> Stated goal 1
Could you set down the passage on bullet trace word for word, starting with "Rod Ryan of" and going on through "hits the target."?

> Text section
==================================================

Rod Ryan of Storm Mountain Training Center explains how to read bullet trace: “If you’re looking through your spotting scope, and you focus on your target, and then back off about a quarter-turn counter-clockwise (in most cases) you’ll be able to focus a little closer to you and you’ll actually see this movement of air — it’s called the trace — going down range.”
Watch the Slow-Mo Trace Starting at 1:50. From 2:10 to 2:20 you can actually see the bullet hanging in the air just before it hits the target.
Trace is easier to see when there’s some moisture in the air. By following the bullet trace you can see if you shot is running high or low, left or right, even if you can’t see a shot imparct on the target. This is important, particularly when you’re attempting an steep-angled shot and it’s hard to see bullet impact on the ground near the target. Rod Ryan explains: “A lot of times we have an angular hill-top and you’re shooting directly into a [steep] drop [so] you can’t see any splash at all or any dirt flow after the miss happens. In this case the last thing you see is that trace.”

==================================================

Saved data entries:
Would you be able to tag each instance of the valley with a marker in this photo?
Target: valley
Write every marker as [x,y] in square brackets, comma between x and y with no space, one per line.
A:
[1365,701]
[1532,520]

==================================================

> Stated goal 2
Can you rewrite the saved data entries with "valley" replaced by "canyon" and everything else unchanged?

> Task result 1
Rod Ryan of Storm Mountain Training Center explains how to read bullet trace: “If you’re looking through your spotting scope, and you focus on your target, and then back off about a quarter-turn counter-clockwise (in most cases) you’ll be able to focus a little closer to you and you’ll actually see this movement of air — it’s called the trace — going down range.”
Watch the Slow-Mo Trace Starting at 1:50. From 2:10 to 2:20 you can actually see the bullet hanging in the air just before it hits the target.

> Task result 2
Would you be able to tag each instance of the canyon with a marker in this photo?
Target: canyon
Write every marker as [x,y] in square brackets, comma between x and y with no space, one per line.
A:
[1365,701]
[1532,520]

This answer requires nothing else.